[Begin Material shown]

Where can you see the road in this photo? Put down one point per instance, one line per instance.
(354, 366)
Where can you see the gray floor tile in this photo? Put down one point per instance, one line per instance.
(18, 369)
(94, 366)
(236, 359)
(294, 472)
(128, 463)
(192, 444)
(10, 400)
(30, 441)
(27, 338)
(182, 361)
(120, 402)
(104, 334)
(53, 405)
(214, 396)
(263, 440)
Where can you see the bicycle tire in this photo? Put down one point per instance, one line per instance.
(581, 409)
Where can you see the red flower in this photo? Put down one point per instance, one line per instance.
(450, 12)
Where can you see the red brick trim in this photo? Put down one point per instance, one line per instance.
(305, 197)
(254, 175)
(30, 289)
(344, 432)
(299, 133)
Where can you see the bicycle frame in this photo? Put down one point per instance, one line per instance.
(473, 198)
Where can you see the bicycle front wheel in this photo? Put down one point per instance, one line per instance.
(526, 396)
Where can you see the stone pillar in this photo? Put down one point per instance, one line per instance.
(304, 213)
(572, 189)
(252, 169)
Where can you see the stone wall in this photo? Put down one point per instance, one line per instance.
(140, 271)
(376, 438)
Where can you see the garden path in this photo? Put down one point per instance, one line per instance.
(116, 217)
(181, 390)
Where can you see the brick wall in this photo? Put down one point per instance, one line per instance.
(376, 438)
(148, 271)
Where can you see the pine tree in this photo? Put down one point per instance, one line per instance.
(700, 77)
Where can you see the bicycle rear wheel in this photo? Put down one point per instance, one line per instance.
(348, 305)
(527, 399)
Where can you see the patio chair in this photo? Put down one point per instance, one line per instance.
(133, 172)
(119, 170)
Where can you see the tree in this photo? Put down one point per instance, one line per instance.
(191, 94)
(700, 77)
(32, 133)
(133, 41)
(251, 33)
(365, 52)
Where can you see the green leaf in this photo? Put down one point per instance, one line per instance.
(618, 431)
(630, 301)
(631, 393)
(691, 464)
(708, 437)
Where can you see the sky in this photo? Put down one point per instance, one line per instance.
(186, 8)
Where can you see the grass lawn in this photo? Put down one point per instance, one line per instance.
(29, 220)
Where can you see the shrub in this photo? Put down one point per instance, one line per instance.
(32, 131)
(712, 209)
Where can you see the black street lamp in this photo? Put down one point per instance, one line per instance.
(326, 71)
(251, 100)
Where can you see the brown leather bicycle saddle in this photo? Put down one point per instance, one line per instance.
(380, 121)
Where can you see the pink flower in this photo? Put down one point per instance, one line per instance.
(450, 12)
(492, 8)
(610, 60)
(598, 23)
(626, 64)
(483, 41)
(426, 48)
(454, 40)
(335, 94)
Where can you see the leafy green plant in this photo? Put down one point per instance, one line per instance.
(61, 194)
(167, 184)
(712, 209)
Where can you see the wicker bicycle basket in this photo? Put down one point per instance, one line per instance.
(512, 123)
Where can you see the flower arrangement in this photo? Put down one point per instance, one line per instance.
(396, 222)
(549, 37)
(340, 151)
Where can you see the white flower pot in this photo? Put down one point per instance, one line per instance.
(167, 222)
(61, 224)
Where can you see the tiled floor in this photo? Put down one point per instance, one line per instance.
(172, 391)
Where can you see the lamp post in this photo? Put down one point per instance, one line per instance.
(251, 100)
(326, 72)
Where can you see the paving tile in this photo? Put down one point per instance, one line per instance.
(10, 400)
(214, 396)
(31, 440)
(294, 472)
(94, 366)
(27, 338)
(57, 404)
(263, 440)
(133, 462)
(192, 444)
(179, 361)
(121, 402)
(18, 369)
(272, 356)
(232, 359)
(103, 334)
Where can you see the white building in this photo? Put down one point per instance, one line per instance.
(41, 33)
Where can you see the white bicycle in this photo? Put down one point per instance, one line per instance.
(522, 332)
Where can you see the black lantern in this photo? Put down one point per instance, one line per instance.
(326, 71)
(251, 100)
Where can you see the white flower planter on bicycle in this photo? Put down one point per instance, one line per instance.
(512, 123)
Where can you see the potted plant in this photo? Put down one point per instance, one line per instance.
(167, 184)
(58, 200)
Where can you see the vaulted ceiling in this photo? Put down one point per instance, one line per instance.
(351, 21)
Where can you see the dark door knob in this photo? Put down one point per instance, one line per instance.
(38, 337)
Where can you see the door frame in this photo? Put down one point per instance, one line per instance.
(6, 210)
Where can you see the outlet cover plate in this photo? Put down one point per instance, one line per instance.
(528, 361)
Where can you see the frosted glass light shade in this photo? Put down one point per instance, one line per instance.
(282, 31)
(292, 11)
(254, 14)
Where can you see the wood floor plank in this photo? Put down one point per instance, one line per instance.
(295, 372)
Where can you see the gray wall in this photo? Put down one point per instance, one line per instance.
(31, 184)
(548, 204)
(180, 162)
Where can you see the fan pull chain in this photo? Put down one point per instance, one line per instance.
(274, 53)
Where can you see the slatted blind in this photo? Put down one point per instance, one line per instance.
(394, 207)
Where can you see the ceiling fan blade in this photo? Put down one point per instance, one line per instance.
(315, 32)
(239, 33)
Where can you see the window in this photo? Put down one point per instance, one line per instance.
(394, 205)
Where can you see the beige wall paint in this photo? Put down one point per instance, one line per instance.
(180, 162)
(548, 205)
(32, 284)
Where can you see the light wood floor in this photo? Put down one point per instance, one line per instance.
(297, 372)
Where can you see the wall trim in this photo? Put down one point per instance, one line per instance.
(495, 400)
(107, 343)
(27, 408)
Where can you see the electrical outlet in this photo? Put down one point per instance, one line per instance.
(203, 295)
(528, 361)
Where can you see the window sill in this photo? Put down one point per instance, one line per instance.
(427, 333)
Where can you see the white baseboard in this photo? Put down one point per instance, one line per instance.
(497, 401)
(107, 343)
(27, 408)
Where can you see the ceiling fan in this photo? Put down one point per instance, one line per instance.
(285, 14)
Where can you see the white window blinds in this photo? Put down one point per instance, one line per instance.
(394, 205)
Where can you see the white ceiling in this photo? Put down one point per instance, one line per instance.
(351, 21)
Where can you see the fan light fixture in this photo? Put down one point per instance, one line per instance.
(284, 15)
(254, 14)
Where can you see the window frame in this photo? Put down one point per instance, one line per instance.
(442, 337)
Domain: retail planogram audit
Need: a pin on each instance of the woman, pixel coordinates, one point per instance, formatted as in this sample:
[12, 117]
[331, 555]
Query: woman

[End Material shown]

Short task:
Repeat the entries above exactly, leaving nothing out.

Exercise solution:
Where can you see the road in this photo? Put down one point per instance, one line per instance.
(354, 366)
Where can you see the gray floor tile in this photo? Put down one point per instance, one line per instance.
(18, 369)
(94, 366)
(236, 359)
(294, 472)
(128, 463)
(192, 444)
(10, 400)
(30, 441)
(27, 338)
(182, 361)
(120, 402)
(104, 334)
(53, 405)
(214, 396)
(263, 440)
Where can you see the bicycle tire in this photo? Put down one point per instance, one line per instance.
(581, 409)
Where can you see the red flower in this photo? Put down one point per instance, one line per instance.
(450, 12)
Where can you see the red brick trim in this photo? Put down one point per instance, one line per instance.
(305, 197)
(254, 175)
(30, 289)
(344, 432)
(299, 133)
Where can you see the bicycle frame in this photo? Put down one point per instance, one line per instance.
(473, 198)
Where can you see the bicycle front wheel in this photo? Put down one point per instance, one line per instance.
(526, 396)
Where can you see the stone pillar in this photo? Put down one point per instance, one line per instance.
(304, 213)
(572, 189)
(252, 169)
Where can you see the stone wall in this photo? Put down one point per instance, one line per instance.
(140, 271)
(376, 438)
Where can you see the garden path in this photo? Put down one point per instance, one line per instance.
(116, 217)
(181, 390)
Where can you see the brick wall in this photo? Put down one point per instance, one line per instance.
(376, 438)
(148, 271)
Where can you see the pine tree in this photo? Put down one point per instance, one line per instance.
(700, 77)
Where can you see the bicycle rear wheel in this photo? Put down one point per instance, one line per instance.
(348, 305)
(527, 399)
Where can you see the patio chair in this photo? Put down one point per instance, one line per instance.
(133, 172)
(119, 170)
Where can you see the tree in this photo? Put down one point per instance, one line per instance.
(191, 94)
(700, 77)
(32, 133)
(133, 41)
(251, 33)
(365, 52)
Where can you see the green leaf in this photo? Put down one point per instance, one line per instance.
(618, 431)
(630, 301)
(631, 393)
(691, 464)
(708, 437)
Where can you see the sky in this photo? Put down one point per instance, one line per instance.
(186, 8)
Where can you see the grass lawn in this photo? Put down one point per instance, one line per instance.
(29, 220)
Where can you see the shrub in this photo? Put down one point per instance, one line per instance.
(32, 131)
(712, 209)
Where can you see the black street lamp in this photo? Put down one point per instance, one line per instance.
(326, 71)
(251, 100)
Where can you see the brown leather bicycle saddle in this photo? Put down one point per instance, one line per instance.
(380, 121)
Where can you see the pink flower in this photo? Put down one point per instance, one line per instance.
(450, 12)
(492, 8)
(610, 60)
(598, 23)
(626, 64)
(483, 41)
(426, 48)
(454, 40)
(335, 94)
Where can you see the leafy green plant in this photo? Put down one point per instance, one line per instance.
(61, 194)
(167, 184)
(712, 209)
Where can you see the wicker bicycle basket in this photo? Put down one point per instance, one line per instance.
(512, 123)
Where can you see the flower arrangement in this photo? Put down one point per instance, one line per instance.
(396, 222)
(549, 37)
(340, 151)
Where can you see the white flower pot in this photo? Put down one point per instance, one line per instance.
(167, 222)
(61, 224)
Where can you see the tiled floor in this photo? Put down one point per instance, one line per instance.
(172, 391)
Where can you see the lamp post in this photo? Put down one point per instance, one line per instance.
(251, 100)
(326, 72)
Where can you see the paving tile in this photo? Put down one point per instance, one line per instance.
(10, 400)
(214, 396)
(31, 440)
(294, 472)
(94, 366)
(27, 338)
(57, 404)
(263, 440)
(133, 462)
(192, 444)
(179, 361)
(121, 402)
(18, 369)
(272, 356)
(232, 359)
(103, 334)
Where can you see the white building in this photo? Put down one point per instance, one line per instance.
(41, 33)
Where can you see the white bicycle in this photo? Put down one point per instance, one line per instance.
(522, 332)
Where can you see the black lantern in this photo? Put down one point per instance, one line per instance.
(326, 71)
(251, 100)
Where can you see the white flower planter on bicycle in this photo? Put down one point per instance, one line per instance.
(512, 123)
Where can you see the potted plant in this photo? Put down one point per instance, one line per instance.
(167, 184)
(58, 200)
Where can you see the vaulted ceiling in this photo? Put down one point per instance, one line per instance.
(351, 21)
Where can you see the dark door knob in this photo? Put down one point per instance, one line per instance.
(38, 337)
Where can you see the door frame in this photo? Put down one point per instance, one line per instance.
(6, 210)
Where can you see the outlet cover plate in this photo? Put down one point per instance, one line per instance.
(528, 361)
Where can you see the frosted glass light shade in this photo? Put down one point per instance, one line per instance.
(282, 31)
(292, 11)
(254, 14)
Where can you see the wood floor plank in this photo? Put down one point per instance, one line per instance.
(295, 372)
Where can you see the gray wall in this photo? Put down one point per instance, one line per instance.
(31, 184)
(548, 204)
(180, 162)
Where can you see the fan pull chain in this photo? Put down one point per instance, one line per instance.
(274, 53)
Where can you see the slatted blind in this photo? Put down one point per instance, one line per instance.
(394, 207)
Where can you see the ceiling fan blade in this photo? Put down one point per instance, one line per instance.
(315, 32)
(239, 33)
Where can you see the window in this photo? Put down one point per instance, one line per instance.
(394, 205)
Where can you see the beige wall paint in this photo? Put down one point per instance, one line per instance.
(180, 162)
(548, 205)
(32, 284)
Where can you see the light wood floor in this photo? Put down one point per instance, one line per instance.
(297, 372)
Where can you see the wall trim in this photo? Put down one point per instance, one line per instance.
(495, 400)
(107, 343)
(27, 408)
Where can you see the electrical outlet in this photo? Put down one point per instance, one line per instance.
(203, 295)
(528, 361)
Where can you see the window sill in this photo? Put down one point per instance, one line per instance.
(427, 333)
Where can you see the white baseboard in this photo? Put down one point per instance, one line per instance.
(497, 401)
(107, 343)
(27, 408)
Where can you see the ceiling fan in this photo? Put down one point per instance, one line per instance.
(285, 14)
Where can you see the white window blinds in this photo? Put down one point per instance, one line per instance.
(394, 205)
Where can you see the white ceiling in this photo? Put down one point per instance, one line per instance.
(351, 21)
Where can you see the fan light fixture in this photo? Put down one point per instance, one line per instance.
(284, 15)
(254, 14)
Where can you see the window frame in this photo? Put down one point per instance, one line per instance.
(442, 337)
Domain: retail planogram audit
Need: a pin on each instance of the woman, pixel coordinates, one point per instance, formatted as in this sample:
[12, 117]
[331, 555]
Query: woman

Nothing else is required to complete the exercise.